Go through the entries and copy each one exactly. Leave none out.

· · · · · · ·

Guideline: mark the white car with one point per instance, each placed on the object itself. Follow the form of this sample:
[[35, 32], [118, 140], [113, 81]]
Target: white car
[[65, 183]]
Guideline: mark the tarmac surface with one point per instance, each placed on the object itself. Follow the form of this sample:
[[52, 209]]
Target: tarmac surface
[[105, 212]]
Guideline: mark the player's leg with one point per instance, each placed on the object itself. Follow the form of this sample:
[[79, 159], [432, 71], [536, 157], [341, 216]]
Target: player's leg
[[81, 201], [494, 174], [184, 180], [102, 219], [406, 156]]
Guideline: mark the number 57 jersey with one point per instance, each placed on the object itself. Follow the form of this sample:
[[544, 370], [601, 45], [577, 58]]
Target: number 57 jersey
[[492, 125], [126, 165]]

· · · · · · ·

→ **Task response**
Guideline: mark the white car with one point per instance, each placed on the object itself. Follow the form of this sample:
[[35, 32], [118, 140], [113, 81]]
Target: white car
[[65, 183]]
Guideline: mark the tarmac surface with one point per instance, each placed on the object itself. Follow the form of this sample:
[[52, 209]]
Target: tarmac surface
[[105, 212]]
Guideline: mark the player's leg with one point per instance, each placed on the object itself. Follow the form of this sample:
[[79, 159], [432, 71], [536, 157], [341, 216]]
Target: player's leg
[[81, 201], [494, 174], [184, 180], [102, 219], [406, 156]]
Guideline: mark the number 57 jersey with one point per instance, each placed on the object itself. Follow the form of this sample:
[[544, 370], [601, 45], [577, 58]]
Target: number 57 jersey
[[492, 125], [126, 165]]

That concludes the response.